Entries from a dataset:

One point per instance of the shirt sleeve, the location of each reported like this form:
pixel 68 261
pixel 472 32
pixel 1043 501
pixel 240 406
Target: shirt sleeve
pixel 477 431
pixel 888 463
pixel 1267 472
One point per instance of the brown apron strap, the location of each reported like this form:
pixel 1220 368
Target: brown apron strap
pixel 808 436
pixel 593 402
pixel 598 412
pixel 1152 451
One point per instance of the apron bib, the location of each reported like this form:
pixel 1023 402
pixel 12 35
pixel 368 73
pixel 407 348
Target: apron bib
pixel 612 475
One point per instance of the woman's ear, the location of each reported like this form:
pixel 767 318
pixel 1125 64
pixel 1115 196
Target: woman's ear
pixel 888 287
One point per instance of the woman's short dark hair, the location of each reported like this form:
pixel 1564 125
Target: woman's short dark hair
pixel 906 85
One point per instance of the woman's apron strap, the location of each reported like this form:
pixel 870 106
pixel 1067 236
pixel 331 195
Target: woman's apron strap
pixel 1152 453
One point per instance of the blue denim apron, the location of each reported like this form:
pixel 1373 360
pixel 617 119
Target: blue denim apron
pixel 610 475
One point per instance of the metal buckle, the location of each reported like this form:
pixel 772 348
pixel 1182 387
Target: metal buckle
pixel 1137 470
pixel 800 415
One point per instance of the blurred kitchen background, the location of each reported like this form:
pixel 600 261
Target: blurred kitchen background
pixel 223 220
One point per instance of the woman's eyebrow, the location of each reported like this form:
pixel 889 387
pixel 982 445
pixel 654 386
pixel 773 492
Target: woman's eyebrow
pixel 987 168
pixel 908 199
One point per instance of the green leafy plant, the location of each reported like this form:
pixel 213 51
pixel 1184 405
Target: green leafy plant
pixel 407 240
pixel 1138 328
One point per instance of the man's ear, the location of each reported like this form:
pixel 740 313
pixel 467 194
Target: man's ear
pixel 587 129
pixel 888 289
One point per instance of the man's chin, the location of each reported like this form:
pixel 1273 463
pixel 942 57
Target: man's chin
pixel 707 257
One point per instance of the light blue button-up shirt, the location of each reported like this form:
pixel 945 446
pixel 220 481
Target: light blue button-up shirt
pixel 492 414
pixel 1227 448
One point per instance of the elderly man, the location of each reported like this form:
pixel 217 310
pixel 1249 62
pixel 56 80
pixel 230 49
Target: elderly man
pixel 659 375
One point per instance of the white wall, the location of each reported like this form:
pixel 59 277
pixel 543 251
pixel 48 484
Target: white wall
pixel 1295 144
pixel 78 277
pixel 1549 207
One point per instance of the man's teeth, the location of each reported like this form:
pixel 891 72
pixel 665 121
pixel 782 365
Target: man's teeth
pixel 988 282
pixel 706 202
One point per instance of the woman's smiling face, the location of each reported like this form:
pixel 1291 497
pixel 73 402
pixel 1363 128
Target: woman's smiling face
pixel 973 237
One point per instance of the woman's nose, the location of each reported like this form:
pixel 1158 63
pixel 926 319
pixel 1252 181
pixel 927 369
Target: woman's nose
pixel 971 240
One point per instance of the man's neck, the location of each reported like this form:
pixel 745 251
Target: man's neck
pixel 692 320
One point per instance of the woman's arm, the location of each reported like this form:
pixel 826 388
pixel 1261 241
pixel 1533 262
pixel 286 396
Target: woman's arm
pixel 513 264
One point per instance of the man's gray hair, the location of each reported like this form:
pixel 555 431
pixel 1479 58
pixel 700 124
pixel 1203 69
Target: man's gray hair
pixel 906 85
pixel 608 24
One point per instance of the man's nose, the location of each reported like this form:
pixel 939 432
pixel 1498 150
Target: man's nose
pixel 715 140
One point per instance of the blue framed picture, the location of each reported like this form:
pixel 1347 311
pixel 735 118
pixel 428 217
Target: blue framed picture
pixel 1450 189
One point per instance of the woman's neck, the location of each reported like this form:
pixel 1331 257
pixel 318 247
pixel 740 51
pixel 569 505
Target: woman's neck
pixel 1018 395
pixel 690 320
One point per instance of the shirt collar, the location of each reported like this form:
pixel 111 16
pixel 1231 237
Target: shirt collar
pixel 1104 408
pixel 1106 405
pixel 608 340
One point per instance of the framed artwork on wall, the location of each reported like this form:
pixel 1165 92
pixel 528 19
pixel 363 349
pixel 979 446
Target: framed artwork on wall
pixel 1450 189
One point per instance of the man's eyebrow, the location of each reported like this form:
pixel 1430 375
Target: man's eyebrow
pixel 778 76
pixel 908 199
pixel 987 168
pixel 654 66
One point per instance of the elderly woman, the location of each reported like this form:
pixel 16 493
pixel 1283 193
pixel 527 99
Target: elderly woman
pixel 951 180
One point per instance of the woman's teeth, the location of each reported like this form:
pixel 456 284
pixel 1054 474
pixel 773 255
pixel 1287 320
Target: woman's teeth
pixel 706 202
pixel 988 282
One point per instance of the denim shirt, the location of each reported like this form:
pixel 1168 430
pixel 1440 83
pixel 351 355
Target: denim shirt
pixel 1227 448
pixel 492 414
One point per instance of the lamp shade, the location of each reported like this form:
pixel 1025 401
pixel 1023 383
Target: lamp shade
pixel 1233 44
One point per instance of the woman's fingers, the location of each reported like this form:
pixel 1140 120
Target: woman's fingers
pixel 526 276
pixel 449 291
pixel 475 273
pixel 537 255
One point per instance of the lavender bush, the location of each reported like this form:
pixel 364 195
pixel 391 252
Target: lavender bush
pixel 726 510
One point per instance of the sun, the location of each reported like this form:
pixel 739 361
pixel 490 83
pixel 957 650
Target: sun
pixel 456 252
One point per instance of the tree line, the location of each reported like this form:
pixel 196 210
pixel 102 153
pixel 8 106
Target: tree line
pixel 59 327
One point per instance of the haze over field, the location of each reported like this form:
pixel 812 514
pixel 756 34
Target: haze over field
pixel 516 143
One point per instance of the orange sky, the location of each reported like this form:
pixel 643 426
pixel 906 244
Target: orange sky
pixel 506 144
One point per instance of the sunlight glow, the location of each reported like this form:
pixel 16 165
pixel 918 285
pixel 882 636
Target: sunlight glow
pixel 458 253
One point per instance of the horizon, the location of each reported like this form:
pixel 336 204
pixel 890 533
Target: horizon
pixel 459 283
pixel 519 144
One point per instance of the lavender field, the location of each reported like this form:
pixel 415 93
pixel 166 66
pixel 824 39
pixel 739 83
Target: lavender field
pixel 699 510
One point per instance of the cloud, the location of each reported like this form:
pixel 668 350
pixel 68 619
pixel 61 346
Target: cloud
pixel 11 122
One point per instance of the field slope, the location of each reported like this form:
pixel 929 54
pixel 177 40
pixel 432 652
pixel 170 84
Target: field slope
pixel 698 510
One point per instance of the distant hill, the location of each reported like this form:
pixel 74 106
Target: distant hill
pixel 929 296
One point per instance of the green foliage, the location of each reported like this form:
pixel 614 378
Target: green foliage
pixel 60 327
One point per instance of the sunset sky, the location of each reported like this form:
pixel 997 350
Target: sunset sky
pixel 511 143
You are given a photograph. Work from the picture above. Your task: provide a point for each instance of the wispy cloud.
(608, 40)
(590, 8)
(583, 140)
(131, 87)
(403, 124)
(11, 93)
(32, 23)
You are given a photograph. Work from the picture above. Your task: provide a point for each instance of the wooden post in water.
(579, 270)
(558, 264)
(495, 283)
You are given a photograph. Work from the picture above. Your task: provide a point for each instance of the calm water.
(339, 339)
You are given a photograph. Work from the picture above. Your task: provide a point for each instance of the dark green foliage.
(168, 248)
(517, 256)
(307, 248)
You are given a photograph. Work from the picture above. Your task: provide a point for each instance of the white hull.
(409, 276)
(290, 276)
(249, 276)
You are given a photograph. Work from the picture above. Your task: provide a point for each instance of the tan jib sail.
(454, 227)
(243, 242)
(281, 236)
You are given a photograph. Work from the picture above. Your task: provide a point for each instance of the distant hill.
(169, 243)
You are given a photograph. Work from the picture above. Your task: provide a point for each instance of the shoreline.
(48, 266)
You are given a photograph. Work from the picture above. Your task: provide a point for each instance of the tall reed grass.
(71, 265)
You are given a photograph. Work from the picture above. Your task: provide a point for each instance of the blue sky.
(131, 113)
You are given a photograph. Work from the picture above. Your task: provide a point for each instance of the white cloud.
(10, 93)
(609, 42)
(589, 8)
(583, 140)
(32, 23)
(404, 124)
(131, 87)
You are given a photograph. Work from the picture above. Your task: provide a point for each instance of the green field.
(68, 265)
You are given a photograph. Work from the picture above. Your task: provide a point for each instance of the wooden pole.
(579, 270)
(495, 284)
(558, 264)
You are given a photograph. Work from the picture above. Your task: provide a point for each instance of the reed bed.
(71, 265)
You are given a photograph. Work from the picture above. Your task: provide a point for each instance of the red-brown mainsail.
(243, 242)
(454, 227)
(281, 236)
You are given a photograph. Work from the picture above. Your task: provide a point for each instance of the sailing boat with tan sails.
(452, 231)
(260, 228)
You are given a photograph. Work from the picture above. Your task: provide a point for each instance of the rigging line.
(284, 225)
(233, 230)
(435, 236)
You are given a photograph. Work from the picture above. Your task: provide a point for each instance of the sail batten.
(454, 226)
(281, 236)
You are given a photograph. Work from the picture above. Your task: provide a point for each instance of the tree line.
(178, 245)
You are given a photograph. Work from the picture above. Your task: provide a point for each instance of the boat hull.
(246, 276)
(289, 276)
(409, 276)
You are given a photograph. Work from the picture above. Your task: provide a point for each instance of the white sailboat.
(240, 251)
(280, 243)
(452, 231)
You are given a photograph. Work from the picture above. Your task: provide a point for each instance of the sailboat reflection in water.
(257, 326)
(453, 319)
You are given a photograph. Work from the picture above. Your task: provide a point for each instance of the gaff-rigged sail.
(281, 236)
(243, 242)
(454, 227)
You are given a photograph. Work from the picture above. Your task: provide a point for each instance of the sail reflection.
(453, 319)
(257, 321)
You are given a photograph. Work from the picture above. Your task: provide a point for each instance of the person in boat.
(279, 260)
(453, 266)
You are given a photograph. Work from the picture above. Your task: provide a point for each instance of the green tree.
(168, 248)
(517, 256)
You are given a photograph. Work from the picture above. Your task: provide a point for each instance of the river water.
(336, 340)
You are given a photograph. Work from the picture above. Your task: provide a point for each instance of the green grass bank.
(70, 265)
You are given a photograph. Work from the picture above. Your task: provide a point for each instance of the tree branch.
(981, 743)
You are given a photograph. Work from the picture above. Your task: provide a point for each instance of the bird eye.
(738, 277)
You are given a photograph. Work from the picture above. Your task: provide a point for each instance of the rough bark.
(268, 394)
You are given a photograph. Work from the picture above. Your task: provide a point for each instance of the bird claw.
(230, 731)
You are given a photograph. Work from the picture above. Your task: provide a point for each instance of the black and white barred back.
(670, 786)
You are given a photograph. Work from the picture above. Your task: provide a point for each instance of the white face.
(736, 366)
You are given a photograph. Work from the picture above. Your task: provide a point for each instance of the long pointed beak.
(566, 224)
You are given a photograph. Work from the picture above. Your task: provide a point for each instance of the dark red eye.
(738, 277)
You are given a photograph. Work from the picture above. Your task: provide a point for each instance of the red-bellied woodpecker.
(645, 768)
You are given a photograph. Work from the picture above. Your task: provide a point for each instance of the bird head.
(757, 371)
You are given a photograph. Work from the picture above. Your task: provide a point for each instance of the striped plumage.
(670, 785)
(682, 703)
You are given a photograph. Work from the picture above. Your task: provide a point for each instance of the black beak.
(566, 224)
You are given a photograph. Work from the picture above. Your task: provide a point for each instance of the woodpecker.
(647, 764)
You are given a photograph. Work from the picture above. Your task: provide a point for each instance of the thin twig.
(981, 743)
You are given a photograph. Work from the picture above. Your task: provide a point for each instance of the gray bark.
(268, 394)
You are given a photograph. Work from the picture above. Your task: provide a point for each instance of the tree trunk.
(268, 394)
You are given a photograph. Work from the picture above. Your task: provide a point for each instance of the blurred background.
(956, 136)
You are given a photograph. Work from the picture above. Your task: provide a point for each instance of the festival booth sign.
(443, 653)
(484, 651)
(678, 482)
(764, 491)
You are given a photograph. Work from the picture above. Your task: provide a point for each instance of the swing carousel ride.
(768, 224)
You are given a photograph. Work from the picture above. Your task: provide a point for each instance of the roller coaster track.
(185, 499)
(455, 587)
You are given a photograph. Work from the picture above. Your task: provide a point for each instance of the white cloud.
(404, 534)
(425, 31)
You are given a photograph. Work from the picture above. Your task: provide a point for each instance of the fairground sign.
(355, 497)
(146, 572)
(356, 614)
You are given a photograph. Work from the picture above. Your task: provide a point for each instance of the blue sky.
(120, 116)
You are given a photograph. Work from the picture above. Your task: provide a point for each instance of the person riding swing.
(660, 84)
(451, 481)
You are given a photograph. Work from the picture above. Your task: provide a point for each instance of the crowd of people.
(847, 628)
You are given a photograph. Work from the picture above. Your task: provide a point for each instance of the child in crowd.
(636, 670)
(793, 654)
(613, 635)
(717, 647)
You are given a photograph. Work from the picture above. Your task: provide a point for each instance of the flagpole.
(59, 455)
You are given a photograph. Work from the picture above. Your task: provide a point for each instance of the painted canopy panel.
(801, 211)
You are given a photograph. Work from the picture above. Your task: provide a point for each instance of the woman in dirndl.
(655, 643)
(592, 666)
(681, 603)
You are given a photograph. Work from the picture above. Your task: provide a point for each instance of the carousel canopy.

Exercise goal: Rewrite the data above as a numbered list, from its first line through the line containing "pixel 1152 451", leaving out blank lines.

Task solution:
1. One point per instance of the shirt sleeve, the location of each reported like this form:
2. pixel 68 261
3. pixel 472 32
4. pixel 1043 501
5. pixel 240 406
6. Target: shirt sleeve
7. pixel 477 431
8. pixel 888 463
9. pixel 1267 472
10. One point per instance of the brown apron strap, the location of each reported like this form:
11. pixel 1220 368
12. Target: brown apron strap
13. pixel 808 436
14. pixel 593 402
15. pixel 598 412
16. pixel 1152 451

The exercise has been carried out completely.